(PETUNJUK TUGAS):
Jawab pertanyaan berikut berdasarkan teks tentang hierarchical clustering di bawah.
1. Pendekatan hierarchical clustering mana yang digunakan dalam penelitian ini?
2. Melalui diagram apa hasil hierarchical clustering divisualisasikan?
3. Berapa variabel numerik yang merepresentasikan setiap provinsi, dan apa saja variabel itu?

(TEKS):
★ ★ ★ ★ ★ ★ ★

Analisis cluster merupakan sekumpulan teknik statistik yang digunakan untuk mengelompokkan objek berdasarkan tingkat kemiripannya. Salah satu pendekatan utama dalam analisis cluster adalah hierarchical clustering, yaitu metode yang membangun struktur bertingkat untuk menunjukkan bagaimana objek digabungkan menjadi kelompok-kelompok yang semakin besar (Everitt et al., 2011). Metode ini banyak digunakan ketika peneliti ingin memahami pola kemiripan secara alami tanpa harus menentukan jumlah kelompok sejak awal. Hal tersebut menjadikannya cocok untuk konteks penelitian ini, di mana pola distribusi sekolah antarprovinsi belum diketahui secara pasti.
Hierarchical clustering terbagi menjadi dua pendekatan, yaitu agglomerative (penggabungan) dan divisive (pemecahan). Penelitian ini menggunakan pendekatan agglomerative, karena lebih umum digunakan dan mampu memberikan struktur penggabungan dari objek individual hingga cluster final (Murtagh & Contreras, 2012). Pada setiap tahap, dua cluster yang paling mirip digabungkan hingga hanya tersisa satu cluster besar.
Hasil dari hierarchical clustering divisualisasikan melalui dendrogram, yakni diagram pohon yang memperlihatkan urutan dan jarak penggabungan cluster. Dendrogram memungkinkan peneliti mengamati pola kemiripan antarprovinsi dalam konteks jumlah fasilitas pendidikan, sekaligus menentukan jumlah cluster optimal melalui pemotongan pada tinggi tertentu.
Ukuran jarak adalah komponen utama dalam clustering, karena menentukan persepsi “kemiripan” antar objek. Dalam data ini, setiap provinsi direpresentasikan oleh lima variabel numerik (jumlah SD, SMP, SMA, SMK, dan Perguruan Tinggi). Untuk data kuantitatif seperti ini, ukuran jarak yang paling sesuai adalah Jarak Euclidean. Jarak Euclidean merupakan ukuran jarak yang mengukur jarak garis lurus antar titik dalam ruang multidimensi.
Secara umum, jarak euclidean dihitung dengan menggunakan rumus sebagai berikut. \[ d_E(i,j)=\sqrt{\sum^p_{i=1}{\left(x_{ik}-x_{jk}\right)^2}} \]
Dengan:
- \(p\): Jumlah variabel
- \(x_{ik}\): Nilai variabel ke-k untuk
provinsi ke-i.
Keunggulan Jarak Euclidean terletak pada interpretasinya yang intuitif dan konsistensinya terhadap metode minimisasi varians yang digunakan pada Ward linkage. Namun ukuran ini sensitif terhadap perbedaan skala. Karena jumlah sekolah pada setiap jenjang memiliki rentang nilai berbeda, standarisasi variabel wajib dilakukan sebelum menghitung jarak untuk memastikan semua jenjang memiliki kontribusi yang seimbang (Jain, 2010).

★ ★ ★ ★ ★ ★ ★

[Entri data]
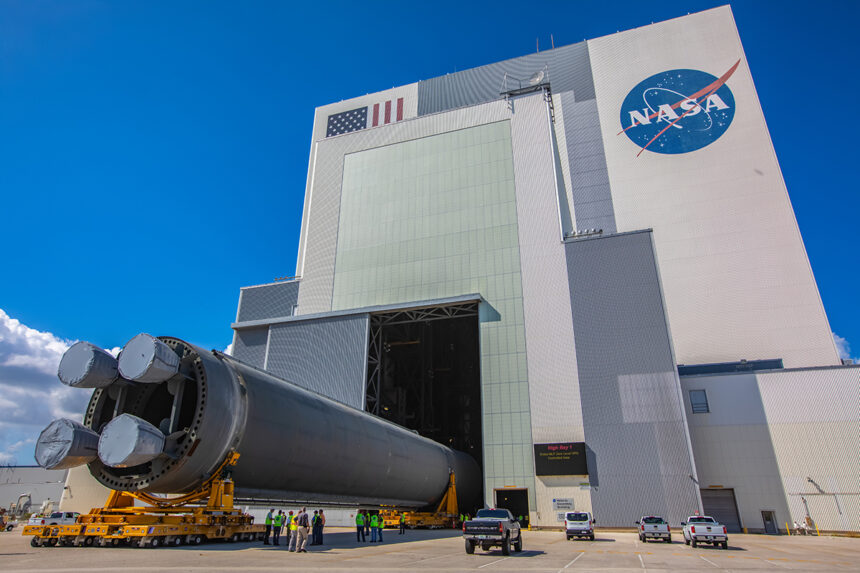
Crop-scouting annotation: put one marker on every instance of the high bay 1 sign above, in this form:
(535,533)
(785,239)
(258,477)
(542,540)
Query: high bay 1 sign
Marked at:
(563,459)
(678,111)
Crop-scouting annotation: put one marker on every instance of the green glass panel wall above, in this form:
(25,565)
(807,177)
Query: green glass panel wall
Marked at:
(436,217)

★ ★ ★ ★ ★ ★ ★

(JAWABAN TUGAS):
1. Pendekatan agglomerative (penggabungan).
2. Melalui dendrogram, yaitu diagram pohon yang memperlihatkan urutan dan jarak penggabungan cluster.
3. Lima variabel: jumlah SD, SMP, SMA, SMK, dan Perguruan Tinggi.